* What to work on *
**1)** Which three dishes does the piece on eating in Queens name from the author's early food explorations of the borough? List them.
**2)** Write the next part of the piece on eating in Queens, starting after the last sentence shown.

* Text *
□ □ □ □ □ □ □

WHEN I FIRST SETTLED IN QUEENS more than three decades ago — a Russian immigrant moving to the Big Apple to study piano at Juilliard — I went wild gastro-exploring New York’s biggest and most dizzyingly multicultural borough. There were Indian dosas in Jackson Heights, Colombian arepas next door, dim sum at the end of the 7 train line. Then I changed careers, began to lead a nomadic life as a travel writer, and bought a place in Istanbul. Queens became the place where I repacked my bags while plotting exotic new Elsewheres.

Noodle soup at Jin Feng Fish Ball Inc., on Flushing’s Main Street.

□ □ □ □ □ □ □

* Provided material *
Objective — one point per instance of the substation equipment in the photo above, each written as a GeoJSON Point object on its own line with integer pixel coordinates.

□ □ □ □ □ □ □

* Results of the tasks *
**1)** Indian dosas, Colombian arepas, dim sum

**2)**
Recently, though, during a long lull between trips, I decided to channel my ever-present wanderlust toward my own polyglot Queens, embarking on a global- food subway safari. Right outside my door in Jackson Heights, it took me all of two minutes to get hooked on Tibetan momos at a place next to the Myanmar mini-mart hawking fermented green- tea-leaf salad. At Bonjuk, a Flushing outpost of a famous Korean rice porridge chain, I had a pumpkin juk that was even more nourishing than the one I’d had back in Seoul, while the lamb pilafs in Rego Park’s Bukharan restaurants brought back languid lunches under mulberry trees at friends’ houses in Samarkand.

Perhaps more than anything else, I emerged with an ever-deepening appreciation of food as a cultural force behind the vitality of our immigrant neighborhoods. So top up your MetroCard, retie your shoelaces, and follow me into the insanely delicious world of Queens.

Left and right: At Taste of Samarkand, a festive restaurant in Rego Park where the food and people transport you straight to Uzbekistan. Middle: Pickled vegetables in open-air vats at the Gastronom International Market.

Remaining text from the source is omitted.